(EXERCISE DETAILS) Please output the entries below from the line that contains "Can you spot the white banner" through the final line, reproduced exactly and alone.

+++ INPUT DATA +++

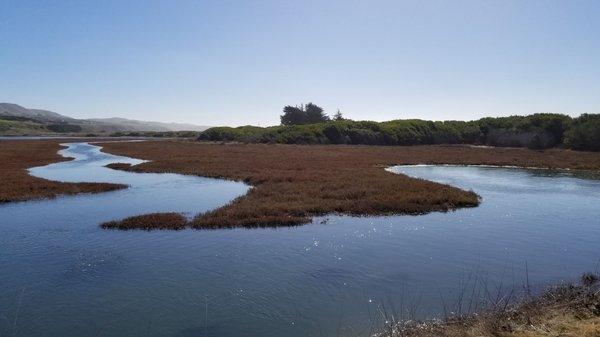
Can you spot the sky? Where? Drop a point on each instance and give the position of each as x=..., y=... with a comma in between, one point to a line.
x=239, y=62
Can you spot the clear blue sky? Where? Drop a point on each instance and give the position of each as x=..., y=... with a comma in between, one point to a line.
x=239, y=62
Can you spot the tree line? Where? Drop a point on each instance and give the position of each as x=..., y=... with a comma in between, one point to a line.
x=308, y=124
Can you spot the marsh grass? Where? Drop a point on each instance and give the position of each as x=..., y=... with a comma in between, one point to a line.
x=17, y=185
x=566, y=310
x=149, y=222
x=293, y=183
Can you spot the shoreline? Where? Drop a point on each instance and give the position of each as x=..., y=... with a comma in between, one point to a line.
x=291, y=183
x=17, y=157
x=565, y=309
x=288, y=190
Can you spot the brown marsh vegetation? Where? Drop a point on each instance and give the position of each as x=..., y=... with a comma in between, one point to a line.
x=149, y=222
x=292, y=183
x=17, y=185
x=566, y=310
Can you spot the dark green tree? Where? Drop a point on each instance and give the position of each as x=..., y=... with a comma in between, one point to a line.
x=293, y=115
x=309, y=114
x=338, y=116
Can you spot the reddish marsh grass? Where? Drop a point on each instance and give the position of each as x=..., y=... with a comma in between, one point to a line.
x=294, y=182
x=17, y=185
x=149, y=222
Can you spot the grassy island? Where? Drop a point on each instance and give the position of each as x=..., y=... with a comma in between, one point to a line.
x=293, y=183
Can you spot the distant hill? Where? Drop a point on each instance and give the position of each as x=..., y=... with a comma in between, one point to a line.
x=18, y=120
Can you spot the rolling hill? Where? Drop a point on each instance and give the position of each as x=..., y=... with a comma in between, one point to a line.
x=18, y=120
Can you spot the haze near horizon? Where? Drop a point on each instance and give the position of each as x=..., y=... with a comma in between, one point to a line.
x=235, y=63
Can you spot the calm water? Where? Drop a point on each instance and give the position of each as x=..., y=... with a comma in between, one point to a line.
x=60, y=275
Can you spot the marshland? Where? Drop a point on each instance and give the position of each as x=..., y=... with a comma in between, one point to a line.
x=320, y=168
x=362, y=264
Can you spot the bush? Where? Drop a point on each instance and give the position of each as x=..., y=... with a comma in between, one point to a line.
x=537, y=131
x=584, y=133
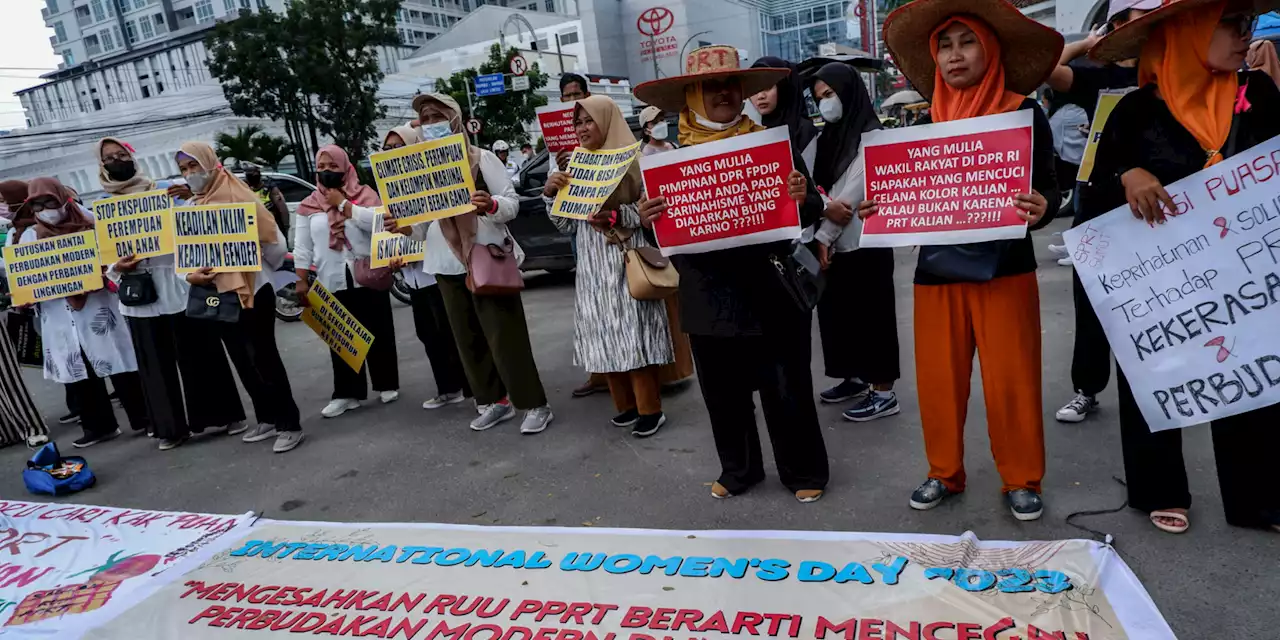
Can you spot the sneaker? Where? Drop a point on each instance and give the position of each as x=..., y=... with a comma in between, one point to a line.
x=339, y=406
x=440, y=401
x=627, y=417
x=1078, y=408
x=844, y=392
x=648, y=425
x=259, y=433
x=536, y=420
x=288, y=440
x=872, y=406
x=1025, y=504
x=492, y=416
x=929, y=494
x=88, y=440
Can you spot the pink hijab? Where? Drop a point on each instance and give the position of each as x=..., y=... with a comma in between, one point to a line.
x=351, y=187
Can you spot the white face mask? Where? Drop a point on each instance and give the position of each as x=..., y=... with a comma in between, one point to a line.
x=831, y=109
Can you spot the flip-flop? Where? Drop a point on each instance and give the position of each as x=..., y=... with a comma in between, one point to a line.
x=1170, y=515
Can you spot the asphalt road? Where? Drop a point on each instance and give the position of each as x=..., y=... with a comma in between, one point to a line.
x=398, y=462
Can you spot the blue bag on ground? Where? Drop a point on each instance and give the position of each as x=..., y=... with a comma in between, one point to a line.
x=50, y=474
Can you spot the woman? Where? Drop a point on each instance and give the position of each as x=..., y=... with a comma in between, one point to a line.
x=430, y=320
x=983, y=58
x=490, y=330
x=83, y=337
x=746, y=332
x=1192, y=112
x=251, y=339
x=859, y=297
x=333, y=242
x=165, y=341
x=615, y=334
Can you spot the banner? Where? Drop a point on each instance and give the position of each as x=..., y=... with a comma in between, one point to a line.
x=1191, y=306
x=725, y=193
x=949, y=183
x=140, y=224
x=69, y=565
x=53, y=268
x=223, y=237
x=334, y=324
x=470, y=583
x=424, y=182
x=593, y=178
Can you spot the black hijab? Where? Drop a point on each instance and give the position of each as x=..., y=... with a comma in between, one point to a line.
x=791, y=110
x=840, y=141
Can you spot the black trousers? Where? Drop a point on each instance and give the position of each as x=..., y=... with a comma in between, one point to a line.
x=858, y=318
x=730, y=370
x=1244, y=449
x=432, y=323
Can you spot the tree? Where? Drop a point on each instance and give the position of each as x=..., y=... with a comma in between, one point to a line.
x=503, y=115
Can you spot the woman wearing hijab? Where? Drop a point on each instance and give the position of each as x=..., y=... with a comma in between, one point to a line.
x=746, y=332
x=186, y=380
x=1192, y=112
x=83, y=337
x=615, y=334
x=983, y=58
x=490, y=330
x=334, y=231
x=251, y=339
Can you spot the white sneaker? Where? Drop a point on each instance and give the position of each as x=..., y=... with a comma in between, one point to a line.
x=338, y=407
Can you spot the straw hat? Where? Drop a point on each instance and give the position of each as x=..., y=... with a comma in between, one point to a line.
x=703, y=64
x=1127, y=41
x=1029, y=50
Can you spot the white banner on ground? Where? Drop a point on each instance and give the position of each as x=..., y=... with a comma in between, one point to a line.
x=469, y=583
x=1191, y=306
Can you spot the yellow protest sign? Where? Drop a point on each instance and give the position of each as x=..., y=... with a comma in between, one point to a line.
x=334, y=324
x=138, y=224
x=53, y=268
x=593, y=178
x=223, y=237
x=424, y=182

+++

(OUTPUT FOR THIS EXERCISE)
Can you spot the white banner on ground? Where? Drop a point on each instance and give the position of each as x=..., y=... with a comma in between, one point to a line.
x=469, y=583
x=1191, y=306
Can you spot the yellow protest sign? Where? Drop a point on each instance and give the position of each as x=..., y=... with a comma in between, one point to a line.
x=334, y=324
x=138, y=224
x=53, y=268
x=593, y=178
x=223, y=237
x=424, y=182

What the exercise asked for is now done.